## Task instructions
Write out the records below line by line, reproducing each one without any change.

Source data
##########
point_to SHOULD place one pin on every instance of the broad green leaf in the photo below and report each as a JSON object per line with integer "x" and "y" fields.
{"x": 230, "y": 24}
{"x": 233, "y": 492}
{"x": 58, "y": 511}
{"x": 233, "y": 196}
##########
## Exercise solution
point_to SHOULD place one pin on every instance of the broad green leaf in the photo below and report each as a JSON object per line with integer "x" and "y" fields.
{"x": 230, "y": 24}
{"x": 233, "y": 492}
{"x": 58, "y": 511}
{"x": 233, "y": 196}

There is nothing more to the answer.